▸ **Objectifs**
1. Recopiez intégralement et à l'identique le texte sur Ellul, l'anarchisme et le catholicisme.
2. Répétez à l'identique, parmi les lignes fournies, celles qui vont de la ligne contenant « Every instance of the man takes » à la ligne contenant « [[860, 303]] », bornes incluses, et uniquement celles-là.

▸ **Extrait à lire**
###

Depuis le lancement de la revue Limite en 2015, la thèse de Jacques Ellul, selon laquelle christianisme et anarchisme seraient compatibles, a repris de la vigueur. Son auteur prend bien le soin, en bon protestant, d’évoquer les liens entre christianisme et anarchisme et non entre catholicisme et anarchisme. La terminologie utilisée n’est pas anodine et devrait interroger les catholiques qui reprennent le propos d’Ellul à leur compte. En effet, le raisonnement de Jacques Ellul, proprement antipolitique en ce qu’il tend à nier la catégorie du politique, conduit à une annexion du politique par le domaine de la morale. Cette tentation a été présente au sein même de la théologie politique et cela bien avant le placardage des quatre-vingt-quinze thèses luthériennes en 1517 sur la porte de l’église de la Toussaint à Wittemberg. L’objet de cette petite controverse est de démontrer qu’il existe une profonde incompatibilité entre la doctrine catholique et la doctrine anarchiste. Nous proposerons tout d’abord une critique de l’ouvrage Anarchisme et christianisme de Jacques Ellul. Ensuite, nous rappellerons la position du Docteur commun de l’Église catholique, Saint Thomas d’Aquin, au sujet de la distinction entre morale et politique. Enfin, nous insisterons sur la possibilité d’avoir des constats partagés avec les anarchistes sans pour autant être tenus de verser dans la confusion idéologique entre catholicisme et anarchisme.

###

▸ **Lignes fournies**
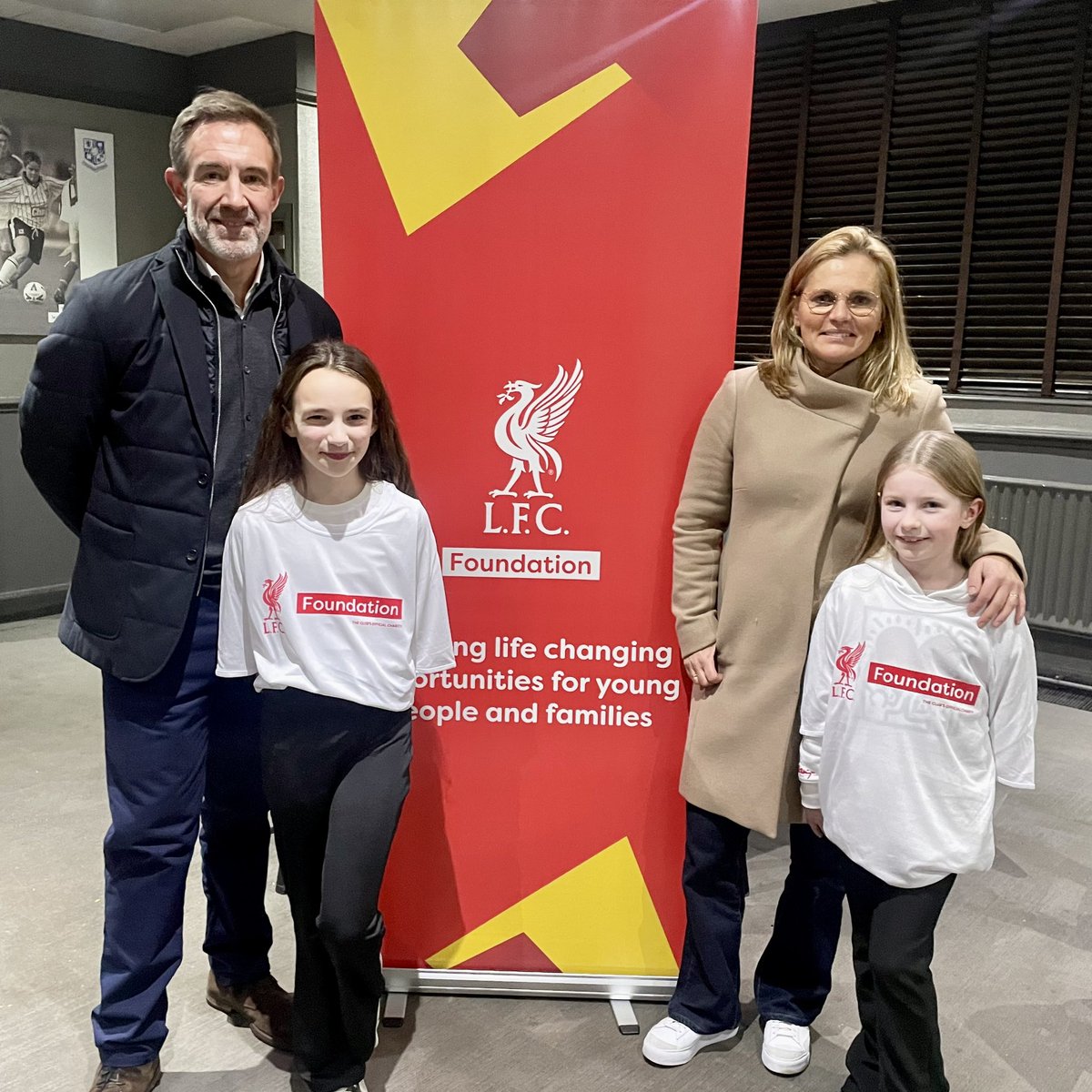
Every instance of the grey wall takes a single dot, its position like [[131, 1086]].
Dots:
[[135, 94], [147, 214]]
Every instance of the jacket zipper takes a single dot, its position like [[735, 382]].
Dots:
[[277, 319], [216, 437]]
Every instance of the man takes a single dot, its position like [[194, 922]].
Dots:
[[142, 409], [28, 196]]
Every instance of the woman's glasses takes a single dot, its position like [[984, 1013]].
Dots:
[[860, 303]]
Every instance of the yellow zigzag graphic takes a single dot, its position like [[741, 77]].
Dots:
[[440, 128], [596, 918]]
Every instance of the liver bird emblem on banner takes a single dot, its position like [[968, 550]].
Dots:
[[846, 663], [271, 594], [527, 430]]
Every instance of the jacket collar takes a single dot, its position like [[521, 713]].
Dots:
[[180, 295]]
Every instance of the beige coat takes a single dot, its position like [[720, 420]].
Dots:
[[773, 511]]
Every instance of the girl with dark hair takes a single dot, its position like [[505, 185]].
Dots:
[[332, 600]]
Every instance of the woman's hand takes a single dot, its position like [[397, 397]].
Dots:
[[702, 666], [996, 591]]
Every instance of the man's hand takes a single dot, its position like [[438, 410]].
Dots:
[[996, 591], [702, 666]]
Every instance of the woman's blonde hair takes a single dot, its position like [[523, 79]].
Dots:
[[955, 464], [888, 367]]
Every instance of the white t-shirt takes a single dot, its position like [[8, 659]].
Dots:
[[339, 600], [909, 715]]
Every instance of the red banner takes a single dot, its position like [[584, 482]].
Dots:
[[532, 221]]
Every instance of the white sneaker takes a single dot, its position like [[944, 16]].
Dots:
[[786, 1048], [671, 1043]]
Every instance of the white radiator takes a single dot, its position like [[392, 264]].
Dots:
[[1053, 524]]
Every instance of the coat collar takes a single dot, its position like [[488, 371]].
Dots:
[[836, 398], [175, 274]]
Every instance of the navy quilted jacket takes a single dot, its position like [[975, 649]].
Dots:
[[117, 434]]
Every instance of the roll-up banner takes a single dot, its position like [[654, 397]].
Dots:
[[532, 217]]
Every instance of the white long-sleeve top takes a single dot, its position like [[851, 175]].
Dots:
[[339, 600], [910, 714]]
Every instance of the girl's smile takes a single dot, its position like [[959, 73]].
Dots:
[[332, 420], [921, 521]]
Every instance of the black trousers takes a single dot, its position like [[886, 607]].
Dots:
[[898, 1048], [792, 978], [337, 774]]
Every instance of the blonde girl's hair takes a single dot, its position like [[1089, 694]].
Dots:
[[888, 367], [954, 463], [277, 458]]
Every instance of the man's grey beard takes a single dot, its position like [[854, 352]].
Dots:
[[232, 250]]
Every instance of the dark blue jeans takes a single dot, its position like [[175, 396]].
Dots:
[[181, 752], [792, 980]]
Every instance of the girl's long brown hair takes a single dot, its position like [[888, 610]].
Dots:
[[277, 458], [955, 464]]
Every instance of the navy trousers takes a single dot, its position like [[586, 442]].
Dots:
[[181, 753], [792, 980]]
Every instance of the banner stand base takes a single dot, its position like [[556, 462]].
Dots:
[[625, 1016], [394, 1009], [620, 989]]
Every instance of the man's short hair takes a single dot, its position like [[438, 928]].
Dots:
[[216, 105]]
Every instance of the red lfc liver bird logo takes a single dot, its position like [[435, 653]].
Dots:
[[846, 663], [271, 596], [527, 430]]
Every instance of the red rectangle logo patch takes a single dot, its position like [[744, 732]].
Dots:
[[358, 606], [935, 686]]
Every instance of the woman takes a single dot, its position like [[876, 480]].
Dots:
[[773, 511]]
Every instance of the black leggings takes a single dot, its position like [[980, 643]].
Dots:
[[336, 774]]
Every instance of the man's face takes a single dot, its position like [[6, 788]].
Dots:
[[229, 191]]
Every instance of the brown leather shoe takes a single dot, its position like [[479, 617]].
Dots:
[[126, 1078], [261, 1006]]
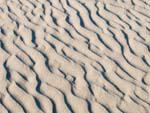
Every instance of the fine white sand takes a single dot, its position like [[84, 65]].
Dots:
[[74, 56]]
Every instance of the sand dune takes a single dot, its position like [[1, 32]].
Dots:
[[74, 56]]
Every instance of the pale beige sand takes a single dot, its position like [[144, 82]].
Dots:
[[74, 56]]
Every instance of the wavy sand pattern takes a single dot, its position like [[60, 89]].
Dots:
[[74, 56]]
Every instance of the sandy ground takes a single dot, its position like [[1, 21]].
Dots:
[[74, 56]]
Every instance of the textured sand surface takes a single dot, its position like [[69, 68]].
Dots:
[[74, 56]]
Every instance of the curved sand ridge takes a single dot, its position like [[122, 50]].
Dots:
[[74, 56]]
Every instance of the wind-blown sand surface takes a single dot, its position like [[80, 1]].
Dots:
[[74, 56]]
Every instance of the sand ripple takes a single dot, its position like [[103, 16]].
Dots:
[[74, 56]]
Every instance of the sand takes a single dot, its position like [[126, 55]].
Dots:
[[74, 56]]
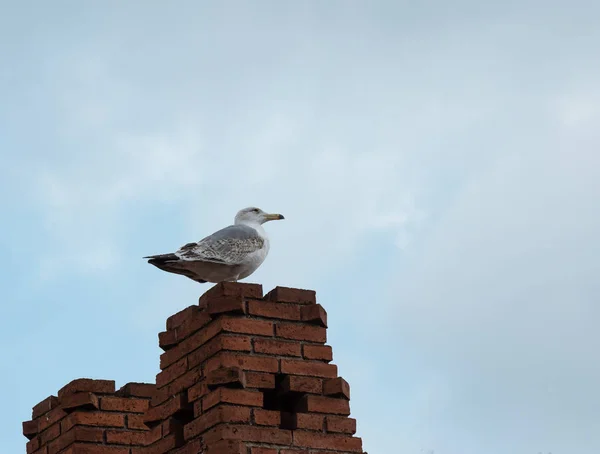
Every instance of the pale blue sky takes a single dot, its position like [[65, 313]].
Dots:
[[437, 163]]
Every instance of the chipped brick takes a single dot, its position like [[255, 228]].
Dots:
[[277, 347], [269, 309], [314, 314], [297, 331], [337, 387], [321, 352], [292, 295], [87, 385], [312, 369]]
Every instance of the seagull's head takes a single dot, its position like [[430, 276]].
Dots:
[[253, 215]]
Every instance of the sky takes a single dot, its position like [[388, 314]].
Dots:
[[437, 164]]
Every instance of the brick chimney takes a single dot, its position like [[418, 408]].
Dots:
[[240, 374]]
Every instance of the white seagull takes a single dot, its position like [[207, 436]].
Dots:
[[230, 254]]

###

▸ **Solutions proposées**
1.
Depuis le lancement de la revue Limite en 2015, la thèse de Jacques Ellul, selon laquelle christianisme et anarchisme seraient compatibles, a repris de la vigueur. Son auteur prend bien le soin, en bon protestant, d’évoquer les liens entre christianisme et anarchisme et non entre catholicisme et anarchisme. La terminologie utilisée n’est pas anodine et devrait interroger les catholiques qui reprennent le propos d’Ellul à leur compte. En effet, le raisonnement de Jacques Ellul, proprement antipolitique en ce qu’il tend à nier la catégorie du politique, conduit à une annexion du politique par le domaine de la morale. Cette tentation a été présente au sein même de la théologie politique et cela bien avant le placardage des quatre-vingt-quinze thèses luthériennes en 1517 sur la porte de l’église de la Toussaint à Wittemberg. L’objet de cette petite controverse est de démontrer qu’il existe une profonde incompatibilité entre la doctrine catholique et la doctrine anarchiste. Nous proposerons tout d’abord une critique de l’ouvrage Anarchisme et christianisme de Jacques Ellul. Ensuite, nous rappellerons la position du Docteur commun de l’Église catholique, Saint Thomas d’Aquin, au sujet de la distinction entre morale et politique. Enfin, nous insisterons sur la possibilité d’avoir des constats partagés avec les anarchistes sans pour autant être tenus de verser dans la confusion idéologique entre catholicisme et anarchisme.

2.
Every instance of the man takes a single dot, its position like [[194, 922]].
Dots:
[[142, 409], [28, 196]]
Every instance of the woman's glasses takes a single dot, its position like [[984, 1013]].
Dots:
[[860, 303]]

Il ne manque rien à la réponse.